These companies have made record profits in the pandemic on the backs of workers who are fulfilling the 24/7 demands of an increasingly online culture, but the surrounding community is not seeing those profits. Using air-quality and truck data collected by WWJ volunteers and interviews with workers in the area, the report paints a picture of a community plagued by truck pollution (the report points out that Will County is in the 98th percentile of diesel-related negative health impacts) and the kind of low-quality, revolving-door jobs that corporations like Amazon are known for. The report names the “double jeopardy” Black and brown workers experience in enduring both toxic work environments and toxic air pollution in their communities (the report found that air quality is worse in majority Black and/or brown census-defined communities). 

Things don’t have to be this way, especially as the urgent transition to electric vehicles creates an opportunity to normalize better labor standards. Jobs to Move America is pleased to see some of our shared priorities lifted up in the report:

1. Companies that receive public money must do public good. We are seeing a flurry of tax incentives go to electric vehicle manufactures to create good jobs and improve the communities they’re in. But we know from experience that this doesn’t always happen. In Alabama, billions of dollars in tax giveaways are given to corporations with little to no transparency and accountability in creating the jobs they’re supposed to. As WWJ’s report mentions, Amazon received massive tax breaks to build facilities in Joliet and ended up offering only “a revolving door of underpaying, unsustainable, and unsafe jobs.” Taxpayer-funded investments for private companies must be made conditional upon uplifting labor standards to create safe, family-sustaining, and stable union jobs for workers across the supply chain, including warehouse workers, port workers, truck drivers, and EV manufacturers. These companies should also offer pre-apprenticeships and registered apprenticeships that target BIPOC, women, the formerly incarcerated and other groups that face barriers to employment.

+-------+

→ **PROBLEMS TO SOLVE**
A) Retype the stretch of the Will County excerpt from "These companies have" through "brown census-defined communities).".
B) In the Will County excerpt, what percentile does Will County fall in for diesel-related negative health impacts?
C) Proceed with the Will County excerpt, picking up after its last sentence.

+-------+

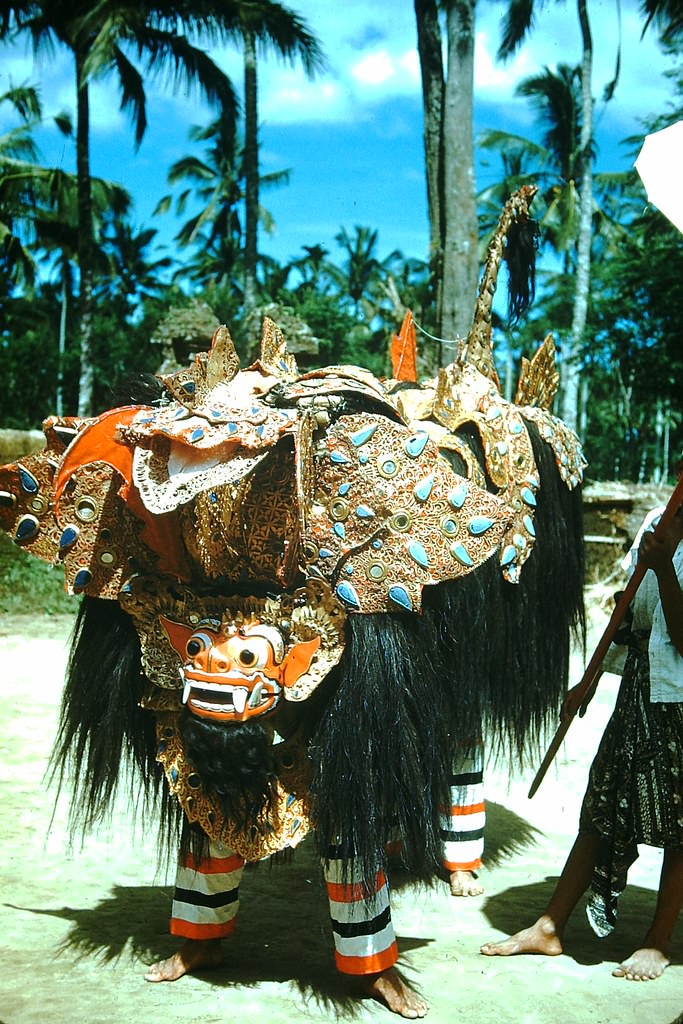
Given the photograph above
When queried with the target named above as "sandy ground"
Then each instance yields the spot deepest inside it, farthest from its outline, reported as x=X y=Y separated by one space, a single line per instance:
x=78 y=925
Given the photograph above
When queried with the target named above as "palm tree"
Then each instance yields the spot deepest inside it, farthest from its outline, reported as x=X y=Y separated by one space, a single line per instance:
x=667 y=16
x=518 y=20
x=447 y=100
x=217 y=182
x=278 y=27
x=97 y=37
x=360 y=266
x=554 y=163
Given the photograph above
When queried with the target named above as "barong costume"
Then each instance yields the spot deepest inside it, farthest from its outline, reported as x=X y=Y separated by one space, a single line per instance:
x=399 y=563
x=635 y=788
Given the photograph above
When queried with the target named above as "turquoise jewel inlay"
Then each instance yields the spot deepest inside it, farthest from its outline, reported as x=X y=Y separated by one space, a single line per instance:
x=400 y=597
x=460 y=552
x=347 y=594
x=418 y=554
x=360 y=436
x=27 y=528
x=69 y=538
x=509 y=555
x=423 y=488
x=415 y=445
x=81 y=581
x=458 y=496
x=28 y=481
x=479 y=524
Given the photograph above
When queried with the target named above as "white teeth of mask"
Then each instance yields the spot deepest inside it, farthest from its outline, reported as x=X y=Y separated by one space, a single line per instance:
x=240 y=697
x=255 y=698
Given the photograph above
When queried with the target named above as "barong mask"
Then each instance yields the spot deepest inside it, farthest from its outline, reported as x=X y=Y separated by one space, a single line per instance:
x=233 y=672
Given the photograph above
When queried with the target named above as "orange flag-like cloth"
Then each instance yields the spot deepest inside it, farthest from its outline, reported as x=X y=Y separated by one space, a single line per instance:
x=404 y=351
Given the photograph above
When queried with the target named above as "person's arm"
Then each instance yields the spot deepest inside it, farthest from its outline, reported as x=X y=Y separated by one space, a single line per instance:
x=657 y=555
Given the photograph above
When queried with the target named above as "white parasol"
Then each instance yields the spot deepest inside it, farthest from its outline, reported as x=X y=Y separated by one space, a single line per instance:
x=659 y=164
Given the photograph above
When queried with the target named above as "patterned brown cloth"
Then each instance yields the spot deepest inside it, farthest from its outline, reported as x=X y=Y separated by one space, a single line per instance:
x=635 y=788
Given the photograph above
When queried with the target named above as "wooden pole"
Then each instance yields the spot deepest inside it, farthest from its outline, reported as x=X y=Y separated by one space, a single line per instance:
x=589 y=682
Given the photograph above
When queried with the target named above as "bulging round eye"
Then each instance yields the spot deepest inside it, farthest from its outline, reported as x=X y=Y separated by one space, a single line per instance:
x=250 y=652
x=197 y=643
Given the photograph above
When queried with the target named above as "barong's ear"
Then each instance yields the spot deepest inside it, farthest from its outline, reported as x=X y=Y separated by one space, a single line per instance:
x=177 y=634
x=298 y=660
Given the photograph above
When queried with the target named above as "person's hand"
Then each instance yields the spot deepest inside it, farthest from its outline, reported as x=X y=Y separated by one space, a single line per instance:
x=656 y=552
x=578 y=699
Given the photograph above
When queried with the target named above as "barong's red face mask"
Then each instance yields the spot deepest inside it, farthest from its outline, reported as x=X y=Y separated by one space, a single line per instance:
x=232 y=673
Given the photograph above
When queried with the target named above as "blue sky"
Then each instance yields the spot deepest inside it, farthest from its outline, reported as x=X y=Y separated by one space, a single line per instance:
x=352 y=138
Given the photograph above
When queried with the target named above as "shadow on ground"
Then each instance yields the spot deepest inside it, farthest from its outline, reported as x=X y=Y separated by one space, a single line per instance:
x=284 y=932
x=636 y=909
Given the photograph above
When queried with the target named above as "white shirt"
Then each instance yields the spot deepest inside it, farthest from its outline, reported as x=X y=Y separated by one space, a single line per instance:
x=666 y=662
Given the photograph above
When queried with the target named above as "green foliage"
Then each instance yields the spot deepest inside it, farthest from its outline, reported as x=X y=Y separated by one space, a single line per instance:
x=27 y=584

+-------+

→ **TASK-BY-TASK ANSWERS**
A)
These companies have made record profits in the pandemic on the backs of workers who are fulfilling the 24/7 demands of an increasingly online culture, but the surrounding community is not seeing those profits. Using air-quality and truck data collected by WWJ volunteers and interviews with workers in the area, the report paints a picture of a community plagued by truck pollution (the report points out that Will County is in the 98th percentile of diesel-related negative health impacts) and the kind of low-quality, revolving-door jobs that corporations like Amazon are known for. The report names the “double jeopardy” Black and brown workers experience in enduring both toxic work environments and toxic air pollution in their communities (the report found that air quality is worse in majority Black and/or brown census-defined communities).

B) The 98th percentile.

C)
2. The procurement process should incentivize companies that commit to family-sustaining jobs and equitable hiring practices. Instead of going for the cheapest bidder, public agencies awarding contracts—such as transit agencies—should prioritize companies that make specific and binding commitments around job creation, job quality,  equitable recruiting, and training workers who face systematic barriers to manufacturing employment. Community Benefits Agreements, legally binding agreements between private companies and communities that put these commitments in writing, and the US Employment Plan (USEP), JMA’s policy tool that bakes good job standards and equity into the procurement process, are two ways we can do this. JMA has negotiated five CBAs nationally to make sure manufacturers live up to their commitments to communities and workers.

The report mentions that the electric vehicle manufacturer Lion announced that it’s building its first U.S. facility in Joliet in Will County. The announcement garnered a lot of positive press, as it’s one of the first major manufacturers coming to Joliet in a long time, but the company has not yet publicly committed to creating quality jobs or putting in place fair hiring practices for the community—despite being approved for millions in state and local tax abatements. This is an excellent opportunity for a corporation to make good in a community that is rightfully skeptical after being treated as disposable by other global companies. 

We believe all companies receiving public money need to make real, binding commitments to the communities where they set up shop. As the WWJ report says, “Residents carry immense expertise within their lived experiences, which translates to capacity for building out robust solutions that are the most effective plans for their communities.” These major companies should listen to community members and lead the way in modeling what a just transition to a green economy looks like.